─── Provided text ───
Monday, March 30, 2009

 

SCARY TACTICS

Growing up in the 1950s, I learned a lot about scare tactics. In those days, some people imagined a Commie under every bed, as the phrase went. Only in retrospect did I learn
of the many careers derailed and lives ruined from Hollywood to Foggy Bottom by such irresponsible hysteria. These days, it’s not Commies but protectionists – aka fair traders, trade skeptics, populists, nationalists, etc. – who are thought to be crowded into America’s sleeping quarters.

Almost daily, we get new warnings about the dangers of “protectionism.” The WTO, the World Bank, The Economist, The New York Times, The Washington Post, a host of ivory tower academics, and other apologists for the globalization model that helped bring us to the current ruinous conditions, all denounce protectionism wherever they see it – and they seem to see it everywhere.
─── Records provided ───
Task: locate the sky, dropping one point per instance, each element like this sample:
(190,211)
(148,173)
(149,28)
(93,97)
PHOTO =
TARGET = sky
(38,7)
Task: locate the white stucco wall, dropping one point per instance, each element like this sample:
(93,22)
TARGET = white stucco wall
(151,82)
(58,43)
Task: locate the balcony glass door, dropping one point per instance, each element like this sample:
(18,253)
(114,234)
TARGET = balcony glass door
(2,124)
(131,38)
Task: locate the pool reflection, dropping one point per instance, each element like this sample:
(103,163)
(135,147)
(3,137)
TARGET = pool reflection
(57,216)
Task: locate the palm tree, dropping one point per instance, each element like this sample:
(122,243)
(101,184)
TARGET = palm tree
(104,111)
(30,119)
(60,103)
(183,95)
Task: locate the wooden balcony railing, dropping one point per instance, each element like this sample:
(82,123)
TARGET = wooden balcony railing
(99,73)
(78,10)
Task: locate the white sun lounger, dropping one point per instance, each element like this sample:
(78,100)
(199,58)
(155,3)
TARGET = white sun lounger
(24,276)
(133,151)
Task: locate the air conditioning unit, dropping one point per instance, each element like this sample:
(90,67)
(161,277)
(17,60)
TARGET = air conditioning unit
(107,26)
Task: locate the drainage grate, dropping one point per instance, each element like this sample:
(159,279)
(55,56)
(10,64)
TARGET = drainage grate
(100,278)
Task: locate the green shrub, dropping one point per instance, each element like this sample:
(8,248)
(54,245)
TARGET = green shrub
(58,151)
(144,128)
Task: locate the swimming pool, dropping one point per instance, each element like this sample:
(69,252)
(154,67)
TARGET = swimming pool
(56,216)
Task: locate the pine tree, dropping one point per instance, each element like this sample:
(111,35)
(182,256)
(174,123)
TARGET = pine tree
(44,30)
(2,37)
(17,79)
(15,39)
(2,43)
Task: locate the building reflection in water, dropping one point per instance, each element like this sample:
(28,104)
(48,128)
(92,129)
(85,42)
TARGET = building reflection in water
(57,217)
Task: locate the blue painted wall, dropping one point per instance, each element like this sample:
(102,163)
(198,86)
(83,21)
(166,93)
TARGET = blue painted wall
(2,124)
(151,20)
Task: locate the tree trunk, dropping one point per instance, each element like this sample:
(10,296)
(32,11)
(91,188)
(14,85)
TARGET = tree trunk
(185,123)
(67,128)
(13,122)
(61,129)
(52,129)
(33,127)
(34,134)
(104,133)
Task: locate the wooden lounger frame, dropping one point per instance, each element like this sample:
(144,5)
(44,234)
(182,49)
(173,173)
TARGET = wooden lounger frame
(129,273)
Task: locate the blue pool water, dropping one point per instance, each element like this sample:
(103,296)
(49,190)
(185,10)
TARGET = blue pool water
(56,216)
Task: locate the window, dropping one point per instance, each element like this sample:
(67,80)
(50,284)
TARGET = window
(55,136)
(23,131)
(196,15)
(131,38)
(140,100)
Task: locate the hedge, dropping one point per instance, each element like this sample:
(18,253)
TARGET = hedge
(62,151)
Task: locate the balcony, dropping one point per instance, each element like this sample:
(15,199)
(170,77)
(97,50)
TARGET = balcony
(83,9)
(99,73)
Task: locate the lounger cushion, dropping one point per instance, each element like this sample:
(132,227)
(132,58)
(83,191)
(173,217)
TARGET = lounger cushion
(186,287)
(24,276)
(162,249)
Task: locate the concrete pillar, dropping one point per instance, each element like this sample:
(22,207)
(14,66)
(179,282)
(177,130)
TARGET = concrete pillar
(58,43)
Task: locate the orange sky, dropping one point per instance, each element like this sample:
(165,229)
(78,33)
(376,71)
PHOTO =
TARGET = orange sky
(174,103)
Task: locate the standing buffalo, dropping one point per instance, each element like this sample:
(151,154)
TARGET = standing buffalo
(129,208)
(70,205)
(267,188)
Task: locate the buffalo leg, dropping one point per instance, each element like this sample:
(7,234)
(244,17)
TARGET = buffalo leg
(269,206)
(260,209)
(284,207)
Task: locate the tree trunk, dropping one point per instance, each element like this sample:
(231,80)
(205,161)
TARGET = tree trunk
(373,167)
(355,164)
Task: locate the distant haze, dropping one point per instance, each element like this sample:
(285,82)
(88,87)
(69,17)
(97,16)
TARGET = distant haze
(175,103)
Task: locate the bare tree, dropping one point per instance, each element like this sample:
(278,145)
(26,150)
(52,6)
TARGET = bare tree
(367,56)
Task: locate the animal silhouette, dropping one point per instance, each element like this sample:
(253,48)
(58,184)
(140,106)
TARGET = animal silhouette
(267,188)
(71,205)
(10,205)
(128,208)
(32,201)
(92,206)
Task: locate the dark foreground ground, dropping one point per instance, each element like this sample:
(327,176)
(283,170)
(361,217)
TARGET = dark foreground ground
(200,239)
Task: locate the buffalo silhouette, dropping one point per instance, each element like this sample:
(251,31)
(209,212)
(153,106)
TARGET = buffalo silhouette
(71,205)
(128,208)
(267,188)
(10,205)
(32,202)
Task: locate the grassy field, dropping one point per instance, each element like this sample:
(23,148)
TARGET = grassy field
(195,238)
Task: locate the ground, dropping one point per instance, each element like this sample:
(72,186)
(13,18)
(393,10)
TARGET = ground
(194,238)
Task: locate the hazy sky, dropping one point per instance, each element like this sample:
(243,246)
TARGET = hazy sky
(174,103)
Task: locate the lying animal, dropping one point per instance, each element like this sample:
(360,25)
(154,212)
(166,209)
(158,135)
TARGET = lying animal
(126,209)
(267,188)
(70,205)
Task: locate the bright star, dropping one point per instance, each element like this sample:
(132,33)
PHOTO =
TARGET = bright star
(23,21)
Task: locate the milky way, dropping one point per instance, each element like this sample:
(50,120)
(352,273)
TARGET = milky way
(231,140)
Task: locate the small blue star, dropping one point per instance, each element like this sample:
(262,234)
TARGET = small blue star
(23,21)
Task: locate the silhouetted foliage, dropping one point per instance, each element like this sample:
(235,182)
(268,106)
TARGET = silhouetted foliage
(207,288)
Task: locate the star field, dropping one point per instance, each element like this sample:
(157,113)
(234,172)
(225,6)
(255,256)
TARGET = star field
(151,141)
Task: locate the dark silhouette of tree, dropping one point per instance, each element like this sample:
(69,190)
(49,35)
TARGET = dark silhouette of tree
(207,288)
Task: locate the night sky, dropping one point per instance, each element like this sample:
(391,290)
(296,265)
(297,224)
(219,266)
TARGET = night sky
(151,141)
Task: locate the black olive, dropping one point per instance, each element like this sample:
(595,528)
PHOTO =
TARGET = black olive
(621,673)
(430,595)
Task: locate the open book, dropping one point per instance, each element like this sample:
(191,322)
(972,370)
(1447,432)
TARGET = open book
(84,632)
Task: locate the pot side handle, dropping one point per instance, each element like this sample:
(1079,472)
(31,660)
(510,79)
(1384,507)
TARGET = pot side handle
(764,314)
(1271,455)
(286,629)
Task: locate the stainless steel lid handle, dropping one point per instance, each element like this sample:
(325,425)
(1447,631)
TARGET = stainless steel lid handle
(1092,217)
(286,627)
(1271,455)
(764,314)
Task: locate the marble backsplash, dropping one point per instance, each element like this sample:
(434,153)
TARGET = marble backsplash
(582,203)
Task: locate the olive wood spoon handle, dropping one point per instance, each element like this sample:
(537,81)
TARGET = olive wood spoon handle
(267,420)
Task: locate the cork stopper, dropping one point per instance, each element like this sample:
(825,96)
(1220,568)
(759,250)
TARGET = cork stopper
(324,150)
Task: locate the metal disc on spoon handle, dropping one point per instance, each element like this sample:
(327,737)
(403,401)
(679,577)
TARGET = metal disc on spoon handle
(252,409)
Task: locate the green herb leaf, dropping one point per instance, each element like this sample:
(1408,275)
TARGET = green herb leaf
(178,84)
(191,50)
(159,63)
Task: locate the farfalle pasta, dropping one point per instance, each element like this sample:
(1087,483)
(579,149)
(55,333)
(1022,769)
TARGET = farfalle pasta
───
= Exercise set =
**A.** Answer these questions using the post titled "SCARY TACTICS":
(i) In which decade did the writer grow up?
(ii) What did some people imagine under every bed, as the phrase went?
(iii) What date appears at the head of the post?
**B.** Gather every line of the records that contains the string "haze", treating uppercase and lowercase as distinct.

= Per-task outputs =
**A.**
(i) The 1950s.
(ii) A Commie.
(iii) Monday, March 30, 2009.

**B.**
Task: locate the distant haze, dropping one point per instance, each element like this sample:
TARGET = distant haze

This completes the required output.